##### STORED RECORDS
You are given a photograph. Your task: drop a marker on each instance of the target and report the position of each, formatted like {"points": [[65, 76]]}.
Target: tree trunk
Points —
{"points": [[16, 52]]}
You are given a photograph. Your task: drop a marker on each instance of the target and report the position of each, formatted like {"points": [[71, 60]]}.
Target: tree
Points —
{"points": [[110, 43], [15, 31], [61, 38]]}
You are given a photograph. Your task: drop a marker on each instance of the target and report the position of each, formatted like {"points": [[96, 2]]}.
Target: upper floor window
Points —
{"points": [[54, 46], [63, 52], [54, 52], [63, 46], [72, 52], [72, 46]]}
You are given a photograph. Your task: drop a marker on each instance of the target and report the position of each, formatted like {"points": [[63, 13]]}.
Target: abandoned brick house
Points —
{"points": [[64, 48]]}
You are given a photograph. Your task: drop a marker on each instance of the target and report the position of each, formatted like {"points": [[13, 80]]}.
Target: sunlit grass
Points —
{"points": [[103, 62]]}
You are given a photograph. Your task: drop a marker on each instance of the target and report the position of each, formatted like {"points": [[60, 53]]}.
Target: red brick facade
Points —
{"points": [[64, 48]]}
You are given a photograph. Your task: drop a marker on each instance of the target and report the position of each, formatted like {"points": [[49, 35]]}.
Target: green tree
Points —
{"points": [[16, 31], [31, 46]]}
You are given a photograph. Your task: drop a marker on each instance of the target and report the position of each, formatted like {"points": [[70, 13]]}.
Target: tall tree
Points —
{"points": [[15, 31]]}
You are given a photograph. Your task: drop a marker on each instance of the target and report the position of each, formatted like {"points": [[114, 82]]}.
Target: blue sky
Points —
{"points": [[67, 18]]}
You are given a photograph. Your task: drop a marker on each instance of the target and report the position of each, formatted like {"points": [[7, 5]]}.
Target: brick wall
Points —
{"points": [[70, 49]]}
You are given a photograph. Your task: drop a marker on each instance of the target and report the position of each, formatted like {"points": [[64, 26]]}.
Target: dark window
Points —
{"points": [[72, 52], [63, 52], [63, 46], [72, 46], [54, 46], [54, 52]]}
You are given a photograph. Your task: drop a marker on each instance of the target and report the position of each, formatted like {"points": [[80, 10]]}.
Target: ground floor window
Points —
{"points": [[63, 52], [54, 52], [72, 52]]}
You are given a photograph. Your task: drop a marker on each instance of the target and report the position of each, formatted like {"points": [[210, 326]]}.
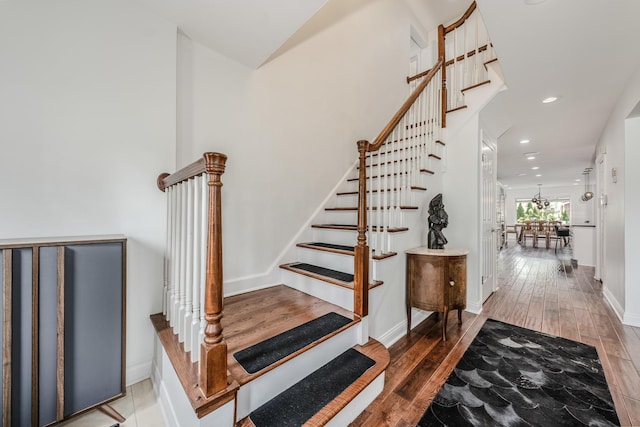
##########
Pick out each line in the records that contains the word "window" and copy those lines.

§ RESULT BELOW:
Target: upper floor window
Target: dark window
Target: ground floor window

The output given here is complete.